• [EXERCISE REQUIREMENTS]
• 1. In the quantization-aware training text, in which two file formats are the resulting models saved?
• 2. Output the portion of the quantization-aware training text starting at "We begin by" and ending at "that supports QAT.".

== TEXT BLOCK ==

# Quantization-Aware Training (QAT)

This Jupyter Notebook provides a comprehensive walkthrough of **Quantization-Aware Training (QAT)**. Unlike Post-Training Quantization (PTQ), where a fully-trained model is converted to a lower precision format, QAT simulates the effects of this lower precision *during* the training process itself. This allows the model's weights and biases to adapt to the constraints of quantization, which often results in higher accuracy for the final, compressed model.

The key steps in this notebook are:
1.  **Data Loading**: We will load the training and testing datasets from Weights & Biases (W&B) artifacts.
2.  **Model Configuration**: We will define the architecture and hyperparameters for a Multilayer Perceptron model.
3.  **Quantization-Aware Training**: We will train the model from scratch while applying quantization-aware techniques.
4.  **Hyperparameter Sweep**: We will perform an automated search across various configurations to identify the optimal model, tracking every experiment with W&B.
5.  **Artifact Logging**: The resulting models will be saved as C++ and JSON files and logged as versioned artifacts to W&B for deployment and analysis.

## 1. Library Imports

We begin by importing the necessary Python libraries. These packages provide the core functionalities for data handling, model building, and experiment tracking.

* `wandb`: The primary tool for logging experiments, managing configurations, and versioning artifacts.
* `os`: Used for interacting with the file system, particularly for creating file paths.
* `pandas` & `numpy`: Essential for data manipulation and high-performance numerical computation.
* `sklearn.model_selection`: Provides tools for splitting datasets.
* `tensorflores.models.multilayer_perceptron`: Our custom implementation of a Multilayer Perceptron that supports QAT.
* `tensorflores.utils.clustering`: Contains the clustering algorithms used for the quantization process.
* `itertools`: A Python module for creating iterators for efficient looping, used here to generate hyperparameter combinations.
* `time`: To measure the duration of the training processes.

In [None]:
import wandb
import os
import pandas as pd
import numpy as np
import itertools
import time
import warnings

# Suppress warnings for a cleaner output
warnings.filterwarnings("ignore")

from tensorflores.models.multilayer_perceptron import MultilayerPerceptron
from tensorflores.utils.clustering import ClusteringMethods

# To run this notebook, you need a Wandb account and an API key.
# You can create a file named my_key.py with the line: WANDB_KEY = 'your_api_key_here'
# and then uncomment the line below.
from my_key import WANDB_KEY

## 2. Weights & Biases Initialization

To ensure every part of our training pipeline is reproducible and tracked, we connect to the Weights & Biases platform.

### 2.1. Authentication

First, we log in using a W&B API key.

**Security Best Practice**: It is highly recommended to manage API keys using environment variables (`WANDB_API_KEY`) or the W&B CLI (`wandb login`) rather than hardcoding them in source files.

In [None]:
wandb.login(key = WANDB_KEY)

### 2.2. Initial Run for Data Loading

We start a preliminary run with the `job_type` set to `data-loading`. This helps organize our project by separating the data preparation stage from model training.

===
== PROVIDED DATA ==

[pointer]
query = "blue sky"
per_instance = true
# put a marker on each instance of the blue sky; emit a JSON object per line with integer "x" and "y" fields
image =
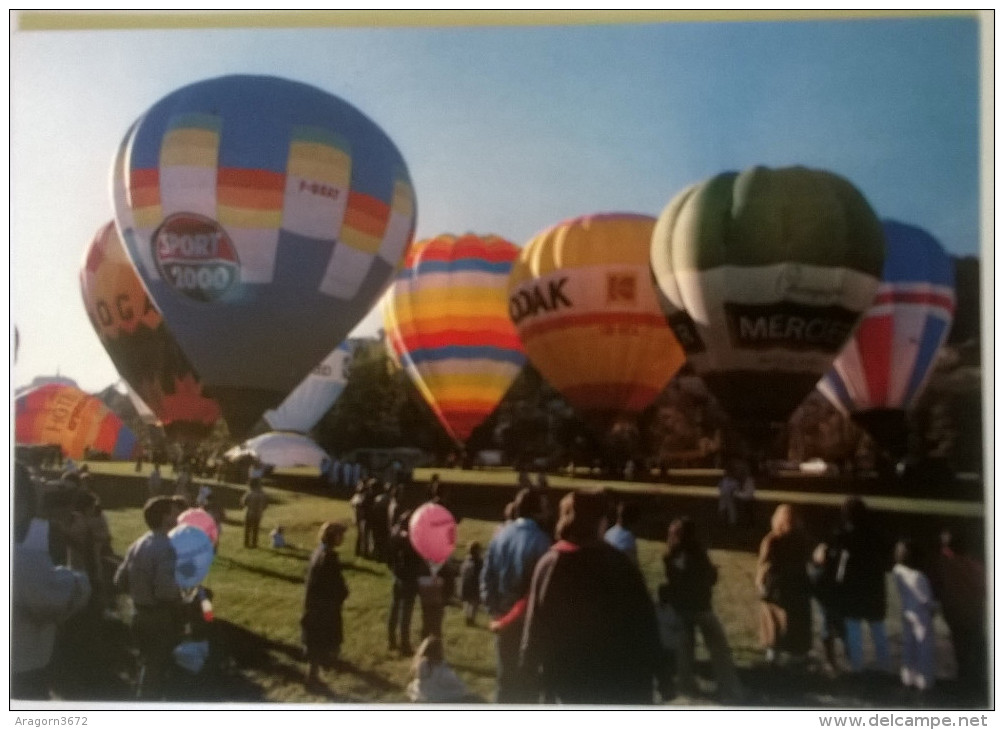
{"x": 509, "y": 130}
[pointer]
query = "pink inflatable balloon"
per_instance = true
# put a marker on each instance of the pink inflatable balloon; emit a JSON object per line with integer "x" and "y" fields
{"x": 203, "y": 520}
{"x": 433, "y": 532}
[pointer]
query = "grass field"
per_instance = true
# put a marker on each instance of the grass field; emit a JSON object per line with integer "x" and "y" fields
{"x": 259, "y": 592}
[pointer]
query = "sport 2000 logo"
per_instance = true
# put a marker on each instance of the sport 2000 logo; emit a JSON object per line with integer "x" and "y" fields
{"x": 196, "y": 256}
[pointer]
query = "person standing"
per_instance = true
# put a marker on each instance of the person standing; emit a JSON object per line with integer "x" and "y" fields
{"x": 745, "y": 496}
{"x": 470, "y": 573}
{"x": 43, "y": 594}
{"x": 154, "y": 483}
{"x": 728, "y": 485}
{"x": 690, "y": 580}
{"x": 590, "y": 632}
{"x": 860, "y": 583}
{"x": 254, "y": 502}
{"x": 620, "y": 535}
{"x": 406, "y": 566}
{"x": 505, "y": 580}
{"x": 147, "y": 573}
{"x": 960, "y": 584}
{"x": 325, "y": 591}
{"x": 917, "y": 609}
{"x": 782, "y": 582}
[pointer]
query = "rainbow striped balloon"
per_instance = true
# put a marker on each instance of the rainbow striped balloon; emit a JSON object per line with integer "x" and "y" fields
{"x": 63, "y": 415}
{"x": 446, "y": 322}
{"x": 585, "y": 309}
{"x": 266, "y": 218}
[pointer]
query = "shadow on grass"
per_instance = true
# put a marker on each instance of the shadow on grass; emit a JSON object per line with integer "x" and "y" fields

===

• [THE SOLUTIONS]
• 1. C++ and JSON.

• 2.
We begin by importing the necessary Python libraries. These packages provide the core functionalities for data handling, model building, and experiment tracking.

* `wandb`: The primary tool for logging experiments, managing configurations, and versioning artifacts.
* `os`: Used for interacting with the file system, particularly for creating file paths.
* `pandas` & `numpy`: Essential for data manipulation and high-performance numerical computation.
* `sklearn.model_selection`: Provides tools for splitting datasets.
* `tensorflores.models.multilayer_perceptron`: Our custom implementation of a Multilayer Perceptron that supports QAT.